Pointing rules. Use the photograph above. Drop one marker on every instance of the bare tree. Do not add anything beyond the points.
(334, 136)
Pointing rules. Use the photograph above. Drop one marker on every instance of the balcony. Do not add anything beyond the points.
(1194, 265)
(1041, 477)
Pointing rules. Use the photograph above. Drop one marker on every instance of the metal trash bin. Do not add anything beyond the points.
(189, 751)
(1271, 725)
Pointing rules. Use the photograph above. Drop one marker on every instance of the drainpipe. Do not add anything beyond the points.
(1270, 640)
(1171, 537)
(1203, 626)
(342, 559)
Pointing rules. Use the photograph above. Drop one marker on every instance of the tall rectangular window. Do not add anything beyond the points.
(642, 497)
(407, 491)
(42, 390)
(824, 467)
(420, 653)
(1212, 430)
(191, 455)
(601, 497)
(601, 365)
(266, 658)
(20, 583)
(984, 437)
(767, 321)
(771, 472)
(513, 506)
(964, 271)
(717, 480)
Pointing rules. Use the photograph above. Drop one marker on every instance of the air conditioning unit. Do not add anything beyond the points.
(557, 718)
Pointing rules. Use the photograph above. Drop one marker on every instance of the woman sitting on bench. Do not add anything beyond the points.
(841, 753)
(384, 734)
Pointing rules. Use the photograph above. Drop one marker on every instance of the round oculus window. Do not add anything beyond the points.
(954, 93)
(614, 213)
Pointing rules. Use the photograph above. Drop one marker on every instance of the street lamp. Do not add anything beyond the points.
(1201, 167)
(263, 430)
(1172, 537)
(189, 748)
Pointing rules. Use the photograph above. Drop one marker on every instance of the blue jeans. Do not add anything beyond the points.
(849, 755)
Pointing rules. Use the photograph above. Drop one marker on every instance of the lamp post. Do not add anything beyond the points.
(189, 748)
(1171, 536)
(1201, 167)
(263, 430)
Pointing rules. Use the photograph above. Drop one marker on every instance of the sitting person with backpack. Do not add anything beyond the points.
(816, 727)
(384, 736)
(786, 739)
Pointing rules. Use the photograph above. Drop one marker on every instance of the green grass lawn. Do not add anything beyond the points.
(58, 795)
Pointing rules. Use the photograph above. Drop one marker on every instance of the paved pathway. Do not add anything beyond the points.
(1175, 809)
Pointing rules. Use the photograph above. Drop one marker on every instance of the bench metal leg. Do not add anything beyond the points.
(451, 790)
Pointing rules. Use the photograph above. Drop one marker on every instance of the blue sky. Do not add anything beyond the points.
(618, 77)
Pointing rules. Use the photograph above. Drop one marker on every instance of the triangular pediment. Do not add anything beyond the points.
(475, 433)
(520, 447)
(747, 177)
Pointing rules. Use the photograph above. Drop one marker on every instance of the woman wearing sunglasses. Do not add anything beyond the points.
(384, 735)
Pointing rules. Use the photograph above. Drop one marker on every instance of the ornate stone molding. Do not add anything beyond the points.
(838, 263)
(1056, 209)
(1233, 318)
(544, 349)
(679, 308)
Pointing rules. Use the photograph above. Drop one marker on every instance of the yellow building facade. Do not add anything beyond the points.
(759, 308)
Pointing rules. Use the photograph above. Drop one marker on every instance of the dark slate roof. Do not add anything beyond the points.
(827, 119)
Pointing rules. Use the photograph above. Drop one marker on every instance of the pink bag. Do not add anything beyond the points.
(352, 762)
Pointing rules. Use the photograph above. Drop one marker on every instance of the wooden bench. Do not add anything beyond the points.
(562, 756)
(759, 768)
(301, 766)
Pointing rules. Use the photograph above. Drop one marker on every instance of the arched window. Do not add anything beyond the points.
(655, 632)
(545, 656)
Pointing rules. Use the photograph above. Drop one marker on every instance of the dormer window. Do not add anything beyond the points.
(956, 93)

============================================================

→ **CHALLENGE**: Reproduce each entry above exactly, keeping every word.

→ **WORKED ANSWER**:
Pointing rules. Use the photograph above. Drop one marker on every instance of the bare tree. Do not add anything beyond the points.
(334, 136)
Pointing rules. Use the photograph above. Drop one marker on every instance of the balcony. Do not add anything beyond the points.
(1194, 265)
(1041, 477)
Pointing rules. Use the photograph above. Drop one marker on every instance of the metal trash bin. Do not add anything beyond the points.
(189, 751)
(1271, 725)
Pointing rules. Use the photograph above. Drop one marker on every instance of the drainpipe. Do not add anything beyond the points.
(1270, 640)
(1171, 537)
(1203, 626)
(342, 559)
Pointing rules. Use the photograph above. Drop one marker on every instance of the tall rectangular window. Do not add anything beyond the points.
(642, 497)
(407, 491)
(42, 390)
(824, 467)
(420, 653)
(1212, 430)
(191, 455)
(601, 497)
(601, 365)
(266, 658)
(20, 583)
(984, 437)
(767, 321)
(771, 472)
(513, 506)
(964, 271)
(717, 480)
Pointing rules. Use the photograph above. Drop one marker on every instance of the air conditioning unit. Do not add anything beyond the points.
(557, 718)
Pointing rules. Use the photograph above. Drop one marker on every instance of the woman sitting on bench. Do not add anything beyond the points.
(841, 753)
(384, 734)
Pointing rules. Use the photograph above. Drop one marker on every instance of the round oculus window. Do not add anything beyond the points.
(954, 93)
(614, 213)
Pointing rules. Use the photograph above. Drop one marker on every instance of the street lamp. Do not add anything beyond the points.
(1201, 167)
(263, 430)
(1172, 537)
(189, 748)
Pointing rules. Use the photograph above. Drop one marker on every instance of the blue jeans. Do not add anything beyond the points.
(849, 755)
Pointing rules. Use the photograph above. Drop one marker on every instance of the lamp post. Do not add anything beyond the points.
(189, 748)
(1171, 536)
(1201, 167)
(263, 430)
Pointing rules. Use the photograph above. Drop one marker on every instance of the sitting person with backpack. Do not add anything beyond the points.
(816, 727)
(384, 736)
(786, 739)
Pointing rules. Use the photograph above. Drop one marker on every instance of the green grass lawn. Do not add anything beyond the points.
(58, 795)
Pointing rules. Use the photograph above. Drop one marker on every instance of the paved pathway. Do not add anything beyond the points.
(1175, 809)
Pointing rules. Use the photograph above. Drop one marker on every instance of the bench metal leg. Do not add anything beyond the points.
(451, 790)
Pointing rules. Use the photograph above. Drop one marker on every instance of the blue sky. Do not add anything beyond the points.
(618, 77)
Pointing rules. Use the photograph above. Drop one marker on every instance of the triangular pediment. Do not add anything beyond the points.
(475, 433)
(520, 447)
(747, 177)
Pointing rules. Use the photograph above. Drop one marker on every instance of the woman wearing sunglasses. Do not add anything beyond the points.
(384, 735)
Pointing rules. Use the photograph above. Drop one marker on every instance of the ornate stone molding. Do not add anything beyond the points.
(838, 263)
(1056, 209)
(1233, 318)
(544, 349)
(679, 308)
Pointing rules. Use the photograph above. Drop one marker on every instance of the yellow building facade. Do not add anything beyond the points.
(759, 308)
Pointing rules. Use the photograph above. Drop one marker on every instance of the dark slate roof. Do not add anything beyond the points.
(827, 119)
Pointing rules. Use the photograph above. Drop one marker on every instance of the pink bag. Do not add anything beyond the points.
(352, 762)
Pointing rules. Use the photograph above. Drop one marker on every instance of the wooden bench. Do not add anything beyond the points.
(562, 756)
(759, 768)
(301, 766)
Pointing rules. Use the photograph above. Drop one marker on every instance of the arched window. Do not add anything beyond the points.
(655, 632)
(545, 656)
Pointing rules. Use the photograph above. Drop one marker on every instance of the dormer window. Do not add anything beyond the points.
(956, 93)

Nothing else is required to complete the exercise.